Re: [RFC PATCH] net, tun: remove the flow cache

From: Jason Wang
Date: Tue Dec 17 2013 - 03:49:27 EST


On 12/17/2013 03:26 PM, Zhi Yong Wu wrote:
> From: Zhi Yong Wu <wuzhy@xxxxxxxxxxxxxxxxxx>
>
> The flow cache is an extremely broken concept, and it usually brings up
> growth issues and DoS attacks, so this patch is trying to remove it from
> the tuntap driver, and insteadly use a simpler way for its flow control.

NACK.

This single function revert does not make sense to me. Since:

- You in fact removes the flow steering function in tun. We definitely
need something like this to unbreak the TCP performance in a multiqueue
guest. Please have a look at the virtio-net driver / virtio sepc for
more information.
- The total number of flow caches were limited to 4096, so there's no
DoS or growth issue.
- The only issue is scalability, but fixing this is not easy. We can
just use arrays/indirection table like RSS instead of hash buckets, it
saves some time in linear search but has other issues like collision
- I've also had a RFC of using aRFS in the past, it also has several
drawbacks such as busy looping in the networking hotspot.

So in conclusion, we need flow steering in tun, just removing current
method does not help. The proper way is to expose several different
methods to user and let user to choose the preferable mechanism like
packet.

>
> Signed-off-by: Zhi Yong Wu <wuzhy@xxxxxxxxxxxxxxxxxx>
> ---
> drivers/net/tun.c | 208 +++--------------------------------------------------
> 1 files changed, 10 insertions(+), 198 deletions(-)
>
> diff --git a/drivers/net/tun.c b/drivers/net/tun.c
> index 7c8343a..7c27fdc 100644
> --- a/drivers/net/tun.c
> +++ b/drivers/net/tun.c
> @@ -32,12 +32,15 @@
> *
> * Daniel Podlejski <underley@xxxxxxxxxxxxxxx>
> * Modifications for 2.3.99-pre5 kernel.

### Data listing
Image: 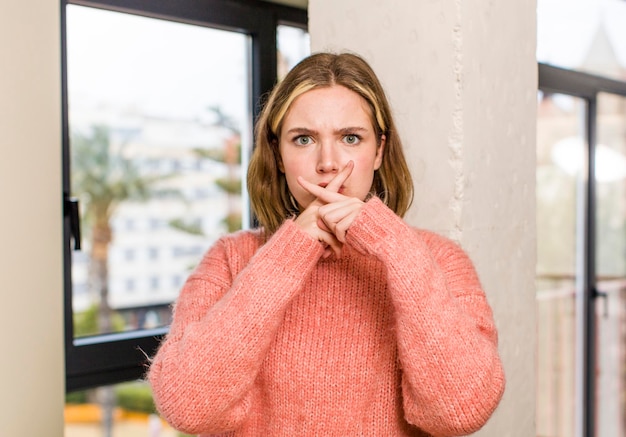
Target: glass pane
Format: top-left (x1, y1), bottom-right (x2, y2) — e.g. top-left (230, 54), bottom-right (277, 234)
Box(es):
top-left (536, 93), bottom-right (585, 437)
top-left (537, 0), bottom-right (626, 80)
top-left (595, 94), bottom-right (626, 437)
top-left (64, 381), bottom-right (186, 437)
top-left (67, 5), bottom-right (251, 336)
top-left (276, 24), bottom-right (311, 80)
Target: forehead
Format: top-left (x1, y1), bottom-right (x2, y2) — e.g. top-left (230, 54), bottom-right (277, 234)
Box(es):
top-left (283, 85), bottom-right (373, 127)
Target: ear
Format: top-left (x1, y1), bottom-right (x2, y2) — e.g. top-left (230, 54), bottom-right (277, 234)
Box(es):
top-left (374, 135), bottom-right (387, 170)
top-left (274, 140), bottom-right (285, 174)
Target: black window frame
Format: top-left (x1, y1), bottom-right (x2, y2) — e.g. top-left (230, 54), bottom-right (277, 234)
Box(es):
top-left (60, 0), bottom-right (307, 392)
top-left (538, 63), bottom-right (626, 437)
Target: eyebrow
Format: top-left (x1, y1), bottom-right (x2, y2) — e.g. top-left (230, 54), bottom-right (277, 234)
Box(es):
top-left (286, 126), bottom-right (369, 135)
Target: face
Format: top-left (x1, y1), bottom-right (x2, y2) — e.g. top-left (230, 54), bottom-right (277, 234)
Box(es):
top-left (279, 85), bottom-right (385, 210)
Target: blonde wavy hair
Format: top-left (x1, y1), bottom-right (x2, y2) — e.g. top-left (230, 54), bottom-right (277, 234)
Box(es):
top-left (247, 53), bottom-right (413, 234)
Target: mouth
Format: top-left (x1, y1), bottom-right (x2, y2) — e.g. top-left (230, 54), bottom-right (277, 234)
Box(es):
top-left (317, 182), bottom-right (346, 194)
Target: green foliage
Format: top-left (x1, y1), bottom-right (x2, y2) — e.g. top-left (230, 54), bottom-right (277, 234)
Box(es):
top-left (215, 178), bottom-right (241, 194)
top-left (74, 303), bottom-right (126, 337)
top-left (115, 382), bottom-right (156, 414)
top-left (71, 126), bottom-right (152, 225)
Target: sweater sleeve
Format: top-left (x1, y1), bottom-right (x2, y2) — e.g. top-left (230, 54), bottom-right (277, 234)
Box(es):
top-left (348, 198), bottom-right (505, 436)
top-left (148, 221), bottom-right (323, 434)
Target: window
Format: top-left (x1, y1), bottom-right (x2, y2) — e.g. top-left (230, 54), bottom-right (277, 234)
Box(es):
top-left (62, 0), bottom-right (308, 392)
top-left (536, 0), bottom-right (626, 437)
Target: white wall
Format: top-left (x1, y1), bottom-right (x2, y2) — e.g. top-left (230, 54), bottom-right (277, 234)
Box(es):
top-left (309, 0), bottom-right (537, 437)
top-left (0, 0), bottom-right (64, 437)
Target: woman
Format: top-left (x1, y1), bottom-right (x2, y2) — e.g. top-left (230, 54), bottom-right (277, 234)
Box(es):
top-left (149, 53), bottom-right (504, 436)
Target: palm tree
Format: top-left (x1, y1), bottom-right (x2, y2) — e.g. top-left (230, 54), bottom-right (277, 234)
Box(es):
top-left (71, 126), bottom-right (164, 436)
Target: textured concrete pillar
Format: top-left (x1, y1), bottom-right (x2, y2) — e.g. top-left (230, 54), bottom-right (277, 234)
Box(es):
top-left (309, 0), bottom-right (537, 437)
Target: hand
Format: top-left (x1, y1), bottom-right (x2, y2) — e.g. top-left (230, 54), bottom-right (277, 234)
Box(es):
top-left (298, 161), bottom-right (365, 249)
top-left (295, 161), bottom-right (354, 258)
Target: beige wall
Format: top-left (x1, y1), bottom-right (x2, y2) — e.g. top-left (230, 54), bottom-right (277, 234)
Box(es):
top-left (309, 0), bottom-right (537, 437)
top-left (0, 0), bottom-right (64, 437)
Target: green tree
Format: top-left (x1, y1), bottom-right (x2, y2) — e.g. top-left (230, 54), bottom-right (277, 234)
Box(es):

### Given instruction A
Answer these questions using the flow cache reply:
(i) What one-word verdict does the reply give on the patch?
(ii) What limit on the total number of flow caches does the reply state?
(iii) How many insertions and deletions does the patch make in drivers/net/tun.c?
### Given instruction B
List every point in the bulleted list that follows "This single function revert does not make sense to me. Since:" in the flow cache reply.
### Given instruction C
Reproduce, without changes, the part of the flow cache reply that opens with the words containing "On 12/17/2013 03:26" and closes with "its flow control.".

### Final result A
(i) NACK.
(ii) 4096.
(iii) 10 insertions and 198 deletions.

### Final result B
- The patch in fact removes the flow steering function in tun, and something like this is needed to unbreak TCP performance in a multiqueue guest; the virtio-net driver and virtio spec give more information.
- The total number of flow caches was limited to 4096, so there is no DoS or growth issue.
- The only issue is scalability, which is not easy to fix. Arrays or an indirection table like RSS could replace hash buckets, which saves time in linear search but brings other issues like collision.
- An earlier RFC using aRFS also had several drawbacks, such as busy looping in the networking hotspot.

### Final result C
On 12/17/2013 03:26 PM, Zhi Yong Wu wrote:
> From: Zhi Yong Wu <wuzhy@xxxxxxxxxxxxxxxxxx>
>
> The flow cache is an extremely broken concept, and it usually brings up
> growth issues and DoS attacks, so this patch is trying to remove it from
> the tuntap driver, and insteadly use a simpler way for its flow control.